Output the data below exactly.

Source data
BEGIN
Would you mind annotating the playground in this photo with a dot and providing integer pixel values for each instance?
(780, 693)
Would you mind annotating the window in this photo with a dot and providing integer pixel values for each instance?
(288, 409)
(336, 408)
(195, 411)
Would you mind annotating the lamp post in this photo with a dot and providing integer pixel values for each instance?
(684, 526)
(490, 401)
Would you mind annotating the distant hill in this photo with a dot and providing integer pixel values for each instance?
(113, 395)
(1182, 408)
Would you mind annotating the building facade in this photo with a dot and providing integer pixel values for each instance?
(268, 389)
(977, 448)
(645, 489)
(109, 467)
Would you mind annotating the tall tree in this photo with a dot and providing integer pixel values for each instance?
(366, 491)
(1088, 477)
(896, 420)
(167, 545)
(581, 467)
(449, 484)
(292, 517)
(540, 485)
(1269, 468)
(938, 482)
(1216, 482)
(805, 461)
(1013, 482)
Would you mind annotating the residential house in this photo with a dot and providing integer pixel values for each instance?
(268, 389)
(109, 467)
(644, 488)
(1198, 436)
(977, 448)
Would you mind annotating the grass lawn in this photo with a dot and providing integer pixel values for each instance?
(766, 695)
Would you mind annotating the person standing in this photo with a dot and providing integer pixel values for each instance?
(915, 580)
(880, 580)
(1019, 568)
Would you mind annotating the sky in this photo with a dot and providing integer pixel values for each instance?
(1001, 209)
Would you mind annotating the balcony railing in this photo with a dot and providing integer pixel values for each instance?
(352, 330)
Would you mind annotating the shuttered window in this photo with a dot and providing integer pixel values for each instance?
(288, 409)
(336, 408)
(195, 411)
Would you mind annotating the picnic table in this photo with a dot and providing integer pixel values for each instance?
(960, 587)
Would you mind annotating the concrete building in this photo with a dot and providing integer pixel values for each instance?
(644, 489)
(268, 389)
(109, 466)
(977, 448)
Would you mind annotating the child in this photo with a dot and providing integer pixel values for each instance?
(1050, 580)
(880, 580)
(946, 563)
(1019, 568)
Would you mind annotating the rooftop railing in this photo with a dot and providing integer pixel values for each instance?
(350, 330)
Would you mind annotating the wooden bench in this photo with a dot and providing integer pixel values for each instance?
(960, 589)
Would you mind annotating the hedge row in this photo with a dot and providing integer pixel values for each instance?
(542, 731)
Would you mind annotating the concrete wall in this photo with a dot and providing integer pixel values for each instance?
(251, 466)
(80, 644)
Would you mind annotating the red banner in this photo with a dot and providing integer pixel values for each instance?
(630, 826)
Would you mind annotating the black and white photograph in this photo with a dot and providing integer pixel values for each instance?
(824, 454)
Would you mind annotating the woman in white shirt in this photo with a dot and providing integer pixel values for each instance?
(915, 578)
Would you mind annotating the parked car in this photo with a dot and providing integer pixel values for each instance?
END
» **Solution to the exercise**:
Would you mind annotating the playground in this photo with a dot and providing integer pixel values for each instance?
(780, 693)
Would you mind annotating the window in this photo with a dot and providing integer pixel values for each instance?
(288, 409)
(336, 408)
(195, 411)
Would you mind annotating the lamp post in this photo with a dot and providing integer pixel values for each instance?
(684, 526)
(490, 401)
Would you mind annotating the distant hill in this photo with a dot and providing integer pixel values for each instance?
(113, 395)
(1182, 408)
Would you mind annotating the building facade in this photo with a dot and providing integer pixel values for each instance?
(268, 389)
(977, 448)
(645, 489)
(109, 467)
Would you mind annotating the tall tree in this photo with a dot and providing integer pixel values for each instance?
(366, 491)
(1088, 477)
(896, 420)
(167, 545)
(581, 467)
(449, 484)
(292, 517)
(540, 485)
(1269, 468)
(938, 482)
(1216, 482)
(805, 461)
(1013, 482)
Would you mind annotating the residential house in this photo with a dot and providing integer pixel values for each instance?
(268, 389)
(109, 467)
(644, 488)
(1198, 436)
(977, 448)
Would you mind annotating the grass lawn in this photo with a dot and providing integer pixel values for each instance?
(766, 695)
Would you mind annotating the person standing in this photo with a dot and providing integer pixel values for each instance?
(915, 580)
(880, 580)
(1019, 568)
Would you mind annotating the sky in this photo with a dot and providing integer pixel values for each instance?
(1001, 209)
Would you mind annotating the balcony railing in this photo with a dot and providing integer pixel values for each instance?
(352, 330)
Would you mind annotating the shuttered window in this photo with a dot and providing integer pixel values for each instance?
(288, 409)
(336, 408)
(195, 411)
Would you mind annotating the picnic table in this photo with a dot and providing integer pixel values for each instance?
(960, 587)
Would you mind annotating the concrete building in this photo with a dot and providing integer pixel values for each instance?
(644, 489)
(268, 389)
(109, 466)
(977, 448)
Would you mind annotating the child in this photo with a dot and providing integer pixel values for each instance?
(1050, 580)
(880, 580)
(946, 563)
(1019, 568)
Would you mind annotating the rooftop railing in this photo with a dot and providing integer pixel values for each instance?
(350, 330)
Would you mind annotating the wooden bench in this photo with a dot and providing integer pixel values for each instance?
(960, 589)
Would you mind annotating the hedge row in this photo with a dot and providing integer pixel values for each instance?
(542, 731)
Would you mind annotating the concrete wall in this photo with a dot and providing integer pixel values for each instance?
(251, 466)
(80, 644)
Would you mind annotating the red banner in this photo with a dot and providing integer pixel values for each instance?
(630, 826)
Would you mind annotating the black and white photograph in this photo with a dot and providing integer pixel values for each instance?
(824, 454)
Would you mind annotating the woman in white shirt in this photo with a dot and providing integer pixel values for each instance?
(915, 578)
Would you mind annotating the parked car in this photo with a dot and providing integer pixel values for each instance?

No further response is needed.